Stated problem:
Carry the Moses support-list thread forward from the point where it stops.

Re: [Moses-support] Moses: Prepare Data, Build Language Model and Train Model

Llio Humphreys Tue, 29 Jul 2008 06:28:06 -0700

Dear Josh,
many thanks for answering all these questions.  I will try your suggestions.
Regards,
Llio


On Fri, Jul 25, 2008 at 12:08 PM, Josh Schroeder <[EMAIL PROTECTED]> wrote:
> Hi Llio,
>
> You've got a lot of questions spread around in this message. I'll try to get
> to most of them.
>
>>>
>>> Dear Moses Group,
>>>
>>> I am having difficulties running the Moses software (not the recently
>>> released version), following the guidelines at
>>> http://www.statmt.org/wmt07/baseline.html and I attach a record of the
>>> final part of the terminal session for your information.
>>>
>>> I started with parallel input files, with each line containing one
>>> sentence, both already tokenised, tab delimited, and in ASCII (is
>>> UTF-8 better?)
>
> Moses itself is encoding-agnostic - use whatever encoding you want. Some of
> the support scripts on statmt.org (tokenizer.perl, for example) are geared
> to work better with UTF-8.  I find UTF-8 a lot easier to use -- especially
> when you start dealing with multiple language pairs with different native
> encodings.
>
>>> I followed the instructions under the Prepare Data heading.  I briefly
>>> inspected the .tok output files, and preferred the original tokenised
>>> version e.g. reference numbers with / were not split up.  So, I
>>> renamed the original input files as .tok files, filtered out long
>>> sentences and lowercased the training data.
>
> I think you're saying you didn't like the behavior of our sample tokenizer
> with regards to some feature in the training data. If your original files
> are already tokenized in some way, you can just use that data instead of
> re-applying tokenization. Some form of tokenization is definitely important
> though: you don't want "no," "no!" "no." and "no?" to all be treated as
> distinct words instead of multiple instances of the word "no".
>
>>> I then proceeded to the Language Model. The instructions seemed pretty
>>> much the same as for the Prepare Data section, so I moved the
>>> lowercased files from the corpus directory to the lm directory. Is
>>> this the right thing to do?
>
> This is an *acceptable* thing to do, but maybe not the best choice. More
> data for language models is always better. When we make the Europarl data
> parallel for a given language pair, we drop mis-matched sentences,
> paragraphs, even whole documents that don't have a version in both
> languages. In the Prepare Data section, as you mentioned, we filter out long
> sentences. All of that dropped data on the target side can be useful to the
> language model. That's why a non-paired monolingual .en file is used in the
> example, and is only tokenized and lowercased, not filtered for long
> sentences.

[Some rows]
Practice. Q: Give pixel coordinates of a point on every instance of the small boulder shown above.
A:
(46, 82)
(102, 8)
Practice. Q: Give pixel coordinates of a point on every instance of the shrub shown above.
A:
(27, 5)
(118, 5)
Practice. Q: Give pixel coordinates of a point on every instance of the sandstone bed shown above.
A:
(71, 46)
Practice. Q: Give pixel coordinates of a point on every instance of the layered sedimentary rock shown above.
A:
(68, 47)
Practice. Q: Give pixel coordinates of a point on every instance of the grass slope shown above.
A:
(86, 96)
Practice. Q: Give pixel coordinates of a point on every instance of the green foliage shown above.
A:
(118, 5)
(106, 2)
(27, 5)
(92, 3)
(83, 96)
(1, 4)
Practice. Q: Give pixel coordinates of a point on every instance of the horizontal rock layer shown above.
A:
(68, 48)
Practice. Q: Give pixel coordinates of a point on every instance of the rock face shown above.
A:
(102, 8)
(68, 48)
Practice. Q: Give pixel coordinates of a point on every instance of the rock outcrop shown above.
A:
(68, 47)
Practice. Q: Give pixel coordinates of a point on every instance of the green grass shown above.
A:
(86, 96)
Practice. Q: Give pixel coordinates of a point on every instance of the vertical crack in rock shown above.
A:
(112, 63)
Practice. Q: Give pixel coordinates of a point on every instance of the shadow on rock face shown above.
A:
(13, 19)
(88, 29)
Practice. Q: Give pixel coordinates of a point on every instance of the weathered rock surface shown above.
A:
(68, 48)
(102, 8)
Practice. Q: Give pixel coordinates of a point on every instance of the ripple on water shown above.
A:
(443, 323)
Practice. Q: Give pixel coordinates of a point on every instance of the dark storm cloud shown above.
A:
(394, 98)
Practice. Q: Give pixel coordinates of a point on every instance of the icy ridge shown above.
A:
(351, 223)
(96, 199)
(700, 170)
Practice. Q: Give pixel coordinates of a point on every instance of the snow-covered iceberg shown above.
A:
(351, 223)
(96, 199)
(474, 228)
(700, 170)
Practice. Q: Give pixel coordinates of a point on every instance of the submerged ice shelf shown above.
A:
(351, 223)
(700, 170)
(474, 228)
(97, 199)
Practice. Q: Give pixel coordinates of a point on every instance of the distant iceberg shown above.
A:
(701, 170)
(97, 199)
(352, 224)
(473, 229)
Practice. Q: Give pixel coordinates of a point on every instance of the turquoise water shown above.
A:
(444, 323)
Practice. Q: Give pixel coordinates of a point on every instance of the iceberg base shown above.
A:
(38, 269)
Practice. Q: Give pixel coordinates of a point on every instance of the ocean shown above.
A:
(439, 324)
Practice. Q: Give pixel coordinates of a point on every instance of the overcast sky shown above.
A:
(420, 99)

Response:
>
>>> I then trained the model and the system crashed with the following
>>> message:-
>>>
>>> Executing:
>>> bin/moses-scripts/scripts-20080125-1939/training/phrase-extract/extract
>>> ./model/aligned.0.en ./model/aligned.0.cy
>>> ./model/aligned.grow-diag-final-and ./model/extract.0-0 7 orientation
>>> PhraseExtract v1.3.0, written by Philipp Koehn
>>> phrase extraction from an aligned parallel corpus
>>> (also extracting orientation)
>>> Executing: cat ./model/extract.0-0.o.part* > ./model/extract.0-0.o
>>> cat: ./model/extract.0-0.o.part*: No such file or directory
>>> Exit code: 1
>>> Died at
>>> bin/moses-scripts/scripts-20080125-1939/training/train-factored-phrase-model.perl
>>> line 899.
>>>
>>> So, my question is: am I giving Moses the wrong data to work with?
>
> I think it's more likely that some file is misplaced (you say you 'moved'
> the lowercased files to the lm directory - did you copy them or delete
> them?) or that some part of the train-factored-phrase-model.perl process
> isn't running correctly. The full stdout/stderr of the perl script should
> help you debug what is getting done and what is failing. The "Executing:"
> calls are just copies of what is sent to the command line, so you can always
> try copy and pasting that and running it yourself outside of the perl script
> to debug what's going wrong. You've got the perl script, too, so poke around
> inside it and figure out what it's doing. That's the beauty of open-source.
> :)
>
>>> In order to find out, I downloaded europarl from
>>> http://www.statmt.org/europarl/.  It contained version 2 rather than
>>> version 3 but I thought nevertheless that I might try using it.  I ran
>>> sentence-align-corpus.perl:
>
> The downloads from that page contain version 3, not v2. What made you think
> it was version 2? Maybe we missed a readme somewhere, but the data is v3 for
> sure.
>
>>> ./sentence-align-corpus.perl en de
>>>
>>> , but it exited with the following message:
>>>
>>> Died at ./sentence-align-corpus.perl line 16.
>>>
>>> sentence-align-corpus.perl line 16 says:
>>> die unless -e "$dir/$l1";
>
> Yeah, there was a bug in sentence-align-corpus. Line 9 should read
>
> my $dir = "txt";
>
> It was looking in the wrong directory. You can either fix your version or
> re-download the tools.tgz file from the Europarl page.
>
>>> Should I continue with europarl 2 or is it possible to download
>>> europarl 3 from somewhere?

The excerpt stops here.